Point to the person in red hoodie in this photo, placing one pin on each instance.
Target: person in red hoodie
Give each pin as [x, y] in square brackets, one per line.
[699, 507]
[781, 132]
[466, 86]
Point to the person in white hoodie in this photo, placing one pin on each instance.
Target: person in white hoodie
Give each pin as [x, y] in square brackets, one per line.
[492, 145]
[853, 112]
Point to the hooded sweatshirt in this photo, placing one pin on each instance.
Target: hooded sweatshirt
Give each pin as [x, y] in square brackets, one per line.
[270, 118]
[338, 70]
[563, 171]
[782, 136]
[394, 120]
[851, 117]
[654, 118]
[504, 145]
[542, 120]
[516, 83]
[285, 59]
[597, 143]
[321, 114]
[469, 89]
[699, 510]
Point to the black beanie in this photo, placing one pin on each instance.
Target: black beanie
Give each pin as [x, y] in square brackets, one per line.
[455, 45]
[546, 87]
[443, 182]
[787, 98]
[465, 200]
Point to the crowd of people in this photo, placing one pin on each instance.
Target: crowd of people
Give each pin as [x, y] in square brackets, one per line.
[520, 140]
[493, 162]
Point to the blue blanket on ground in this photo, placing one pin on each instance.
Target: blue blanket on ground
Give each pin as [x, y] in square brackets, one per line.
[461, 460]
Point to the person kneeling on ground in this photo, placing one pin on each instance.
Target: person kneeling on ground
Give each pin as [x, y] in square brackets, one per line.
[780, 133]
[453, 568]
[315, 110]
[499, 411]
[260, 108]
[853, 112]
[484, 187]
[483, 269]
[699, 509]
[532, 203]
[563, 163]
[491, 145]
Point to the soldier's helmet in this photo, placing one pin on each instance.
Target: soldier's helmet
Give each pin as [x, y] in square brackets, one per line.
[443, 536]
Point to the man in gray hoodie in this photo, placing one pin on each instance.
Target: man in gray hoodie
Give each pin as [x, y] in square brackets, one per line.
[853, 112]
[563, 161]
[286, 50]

○ ○ ○

SHORT EXERCISE: Please write out every line from the one containing "Point to the man" down to the end of the material, adding -108 to each coordinate in the answers.

RESULT OF THE EXERCISE:
Point to the man in gray hoodie in this photo, placing one pin on each instance.
Target: man in gray hoodie
Give each pin as [x, y] in square brackets, one per line.
[745, 4]
[455, 53]
[178, -58]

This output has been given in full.